DESCRIPTION OF THE TASK.
Only the pictures should be left out; repeat the rest of the data exactly.

DATA FOR ANALYSIS.
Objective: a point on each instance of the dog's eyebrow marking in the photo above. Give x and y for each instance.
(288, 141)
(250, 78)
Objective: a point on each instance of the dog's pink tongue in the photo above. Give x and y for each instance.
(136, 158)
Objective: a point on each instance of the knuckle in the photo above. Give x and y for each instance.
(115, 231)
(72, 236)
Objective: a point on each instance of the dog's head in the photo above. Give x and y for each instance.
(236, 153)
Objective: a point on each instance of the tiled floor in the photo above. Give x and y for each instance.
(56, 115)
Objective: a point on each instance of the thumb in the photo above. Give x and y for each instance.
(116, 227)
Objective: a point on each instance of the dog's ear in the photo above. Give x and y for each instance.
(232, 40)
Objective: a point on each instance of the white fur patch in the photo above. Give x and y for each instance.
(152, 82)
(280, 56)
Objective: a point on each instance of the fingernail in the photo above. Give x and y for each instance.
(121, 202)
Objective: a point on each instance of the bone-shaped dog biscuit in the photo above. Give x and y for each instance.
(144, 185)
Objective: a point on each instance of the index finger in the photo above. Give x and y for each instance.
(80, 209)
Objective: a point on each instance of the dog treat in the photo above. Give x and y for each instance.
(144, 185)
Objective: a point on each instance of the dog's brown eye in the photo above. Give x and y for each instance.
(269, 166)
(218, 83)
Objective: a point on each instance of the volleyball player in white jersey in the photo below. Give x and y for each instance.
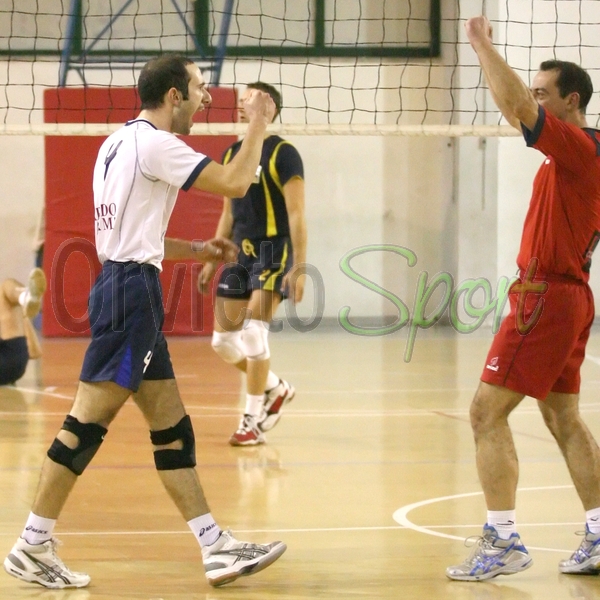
(138, 173)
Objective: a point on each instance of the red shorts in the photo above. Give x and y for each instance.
(546, 357)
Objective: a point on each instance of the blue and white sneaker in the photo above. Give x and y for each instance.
(227, 559)
(586, 559)
(492, 556)
(39, 563)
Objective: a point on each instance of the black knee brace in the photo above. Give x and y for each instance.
(77, 459)
(185, 458)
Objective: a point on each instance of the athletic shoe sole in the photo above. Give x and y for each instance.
(271, 420)
(261, 563)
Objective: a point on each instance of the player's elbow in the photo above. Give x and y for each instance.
(237, 189)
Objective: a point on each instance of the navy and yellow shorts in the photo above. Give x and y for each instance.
(262, 264)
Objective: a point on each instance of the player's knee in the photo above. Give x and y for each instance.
(89, 435)
(255, 340)
(228, 345)
(169, 459)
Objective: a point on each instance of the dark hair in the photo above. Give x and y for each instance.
(571, 78)
(269, 89)
(159, 75)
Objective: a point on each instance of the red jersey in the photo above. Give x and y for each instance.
(562, 226)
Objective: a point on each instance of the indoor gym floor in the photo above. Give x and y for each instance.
(369, 477)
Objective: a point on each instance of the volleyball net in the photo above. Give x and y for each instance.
(372, 67)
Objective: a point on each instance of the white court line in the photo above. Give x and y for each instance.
(401, 515)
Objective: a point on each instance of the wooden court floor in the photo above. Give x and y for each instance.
(369, 477)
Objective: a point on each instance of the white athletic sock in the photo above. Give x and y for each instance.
(592, 518)
(254, 404)
(205, 530)
(503, 521)
(38, 529)
(272, 381)
(24, 297)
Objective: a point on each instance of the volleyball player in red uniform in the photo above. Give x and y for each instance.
(540, 346)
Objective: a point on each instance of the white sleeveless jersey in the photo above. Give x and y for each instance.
(138, 173)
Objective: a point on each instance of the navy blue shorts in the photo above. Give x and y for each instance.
(262, 264)
(126, 318)
(14, 357)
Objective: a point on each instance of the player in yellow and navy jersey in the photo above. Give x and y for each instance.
(269, 226)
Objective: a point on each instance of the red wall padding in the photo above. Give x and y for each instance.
(69, 254)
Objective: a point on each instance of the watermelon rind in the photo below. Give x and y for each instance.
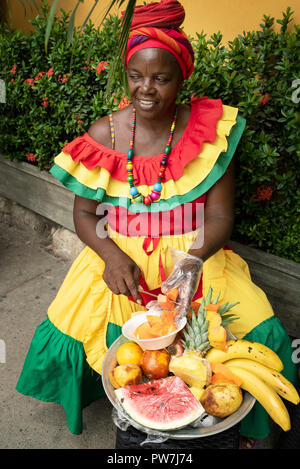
(191, 413)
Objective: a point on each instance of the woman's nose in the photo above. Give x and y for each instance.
(147, 86)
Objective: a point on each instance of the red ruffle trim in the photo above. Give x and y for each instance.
(205, 113)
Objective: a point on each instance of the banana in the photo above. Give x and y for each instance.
(271, 377)
(241, 348)
(265, 395)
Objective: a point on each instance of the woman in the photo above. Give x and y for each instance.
(150, 160)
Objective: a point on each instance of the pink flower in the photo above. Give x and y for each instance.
(45, 102)
(38, 76)
(30, 81)
(123, 103)
(262, 193)
(30, 157)
(101, 67)
(50, 72)
(63, 78)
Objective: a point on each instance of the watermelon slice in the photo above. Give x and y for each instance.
(161, 404)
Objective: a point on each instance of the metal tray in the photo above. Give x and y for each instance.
(187, 432)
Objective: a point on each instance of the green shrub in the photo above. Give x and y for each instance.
(255, 73)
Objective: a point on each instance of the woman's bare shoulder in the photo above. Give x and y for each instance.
(100, 131)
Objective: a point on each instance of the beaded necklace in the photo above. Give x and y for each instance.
(155, 194)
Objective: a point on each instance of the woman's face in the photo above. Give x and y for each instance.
(154, 79)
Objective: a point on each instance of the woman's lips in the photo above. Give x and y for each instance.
(146, 103)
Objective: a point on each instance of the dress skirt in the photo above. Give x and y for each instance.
(64, 361)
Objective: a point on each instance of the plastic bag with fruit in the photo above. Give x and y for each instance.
(185, 277)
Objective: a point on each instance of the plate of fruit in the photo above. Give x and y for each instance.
(192, 378)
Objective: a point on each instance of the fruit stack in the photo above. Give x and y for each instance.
(201, 372)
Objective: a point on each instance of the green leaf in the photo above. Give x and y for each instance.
(50, 22)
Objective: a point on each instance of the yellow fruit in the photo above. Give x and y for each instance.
(246, 349)
(272, 377)
(265, 395)
(192, 369)
(197, 392)
(222, 399)
(129, 353)
(123, 375)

RESULT OF THIS EXERCISE.
Objective: a point on each instance of the dog's eyebrow marking in the photo above. Give x and y for each instance.
(288, 141)
(250, 78)
Objective: a point on each instance of the dog's pink tongue in the photo above. Give x and y for each instance.
(136, 158)
Objective: a point on each instance of the knuckle in the photo above. Give x and y for each instance.
(115, 231)
(72, 236)
Objective: a point on each instance of the dog's head in the photo above. Give x and y for each instance.
(236, 153)
Objective: a point on each instance of the tiled floor in the photo above. Give x and y for each instance.
(56, 115)
Objective: a point on each instance of the thumb in the photo above. Give x and y for each instance.
(116, 227)
Objective: a point on each instance of the dog's ear in the photo above. Give x and y for each instance.
(232, 40)
Objective: a point on each instance of the white fur patch in the photo above. Give x and y for each instance.
(152, 82)
(280, 56)
Objective: a point on each instance of the fingernail in the photo above. Give x and y for each instance.
(121, 202)
Objective: a point on each instance of the bone-shaped dog biscuit in the photo above. Give x and y for each instance.
(144, 185)
Objective: a point on each instance of the index finger in the photo above. Give x and y for each instance.
(80, 209)
Objective: a point on each instance of the dog treat in the photo above. Give x and y for each instance.
(144, 185)
Objective: a point on each instance of the dog's brown eye in the photo above. Give x and y for each instance.
(269, 166)
(218, 83)
Objective: a point on each instance of the volleyball player in white jersey in the photo below. Give x and y for each instance.
(138, 173)
Objective: a point on each instance of the red shorts in the photo above. Give x and y for each instance.
(546, 357)
Objective: a point on each instance of the blue and white sneaker in the photo above. Give x and y for each instance.
(227, 559)
(586, 559)
(492, 556)
(39, 563)
Objective: a point on each instance of the black knee brace in the photo above. Give x and y for each instance.
(77, 459)
(185, 458)
Objective: a point on each instance of the athletic shoe sole in the photo above. Give x and y for each instance.
(271, 420)
(261, 563)
Objective: a point on each instance of the player's elbow in the photo above. Give x and y for each instance.
(237, 189)
Objective: a point on each instance of the navy and yellow shorts in the photo above. Give x and y for each instance.
(262, 264)
Objective: a point on each instance of the player's knee in the photo above. Give x and y for each instance.
(89, 435)
(255, 340)
(228, 345)
(169, 459)
Objective: a point on each instance of the dark hair in the photo above. Give x and y for each instance.
(571, 78)
(269, 89)
(159, 75)
Objective: a point on each instance of the red jersey in the photo above. Give x and y for each instance.
(562, 226)
Objective: a point on each instance of the indoor gym floor in the photo above. Give x and y for each instance.
(369, 477)
Objective: a point on each instance of the volleyball net in the photo above. Give x and y for each instance.
(372, 67)
Objective: a point on each instance of the white court line in the photo above. Give x and y for each instance.
(401, 515)
Objective: a point on each instance of the wooden court floor in the photo above. Give x and y for each instance.
(369, 477)
Objective: a point on each instance of the white athletic sock in the photo above. Give x and y for each instance.
(592, 518)
(254, 404)
(205, 530)
(503, 521)
(38, 529)
(272, 381)
(24, 297)
Objective: a point on each instance of the volleyball player in red uniform in the photo above. Give x and y for each instance.
(540, 346)
Objective: a point on each instance of the white sleeveless jersey in the photo above. Give x and y for each instance.
(138, 173)
Objective: a point on each instance of the navy blue shorts in the photo above. Give x and y for each instance.
(262, 264)
(126, 318)
(14, 357)
Objective: a point on each instance of the player in yellow and navy jersey in the photo above. Give x and y for each instance.
(269, 226)
Objective: a point on each instance of the red wall padding in the photo above. Give x and y for each instance.
(69, 254)
Objective: a point on each instance of the watermelon rind in the photo below. Give x and y for each instance.
(191, 413)
Objective: a point on each instance of the woman's nose in the photo above. Give x and y for each instance.
(147, 86)
Objective: a point on each instance of the red ruffle trim in the photo above. Give x and y for each instance.
(205, 113)
Objective: a point on each instance of the banana in the photo above. Give x and y for each instance.
(271, 377)
(241, 348)
(265, 395)
Objective: a point on each instance of the woman in the photo above. Give x and y for each instance.
(150, 160)
Objective: a point on each instance of the pink flower in the photo above. Give x and y for each instance.
(45, 102)
(38, 76)
(30, 81)
(123, 103)
(262, 193)
(30, 157)
(101, 67)
(50, 72)
(63, 78)
Objective: a point on each instance of the watermelon slice in the photo above. Give x and y for each instance.
(161, 404)
Objective: a point on each instance of the metal tray in the photo above. Give x and y for each instance.
(187, 432)
Objective: a point on each instance of the green shrub in the photo above. Give x and y for each instance.
(255, 73)
Objective: a point on each instance of the woman's bare shoulder in the photo above. Give x and y for each instance.
(100, 131)
Objective: a point on each instance of the beaded necklace in the photo above. Give x and y for each instance.
(155, 194)
Objective: a point on each instance of the woman's face in the photo above. Give x and y for each instance.
(154, 79)
Objective: a point on each instance of the woman's lips in the photo above. Give x and y for each instance.
(146, 103)
Objective: a point on each instance of the dress skirt in the photo above. Give x and y for each instance.
(64, 361)
Objective: a point on each instance of the plastic bag with fruit in the photo above. Give x and y for each instance.
(185, 277)
Objective: a point on each instance of the plate of fruit in the photo above. Give x and y for each instance.
(192, 378)
Objective: a point on each instance of the fruit stack in the photo above. Give x and y for each instance.
(201, 372)
Objective: a point on each instance of the green leaf in the photo above. Give x and y for each instance.
(50, 22)
Objective: a point on each instance of the yellow fruit in the photo above. Give x and y for each instance.
(246, 349)
(272, 377)
(265, 395)
(192, 369)
(197, 392)
(222, 399)
(129, 353)
(123, 375)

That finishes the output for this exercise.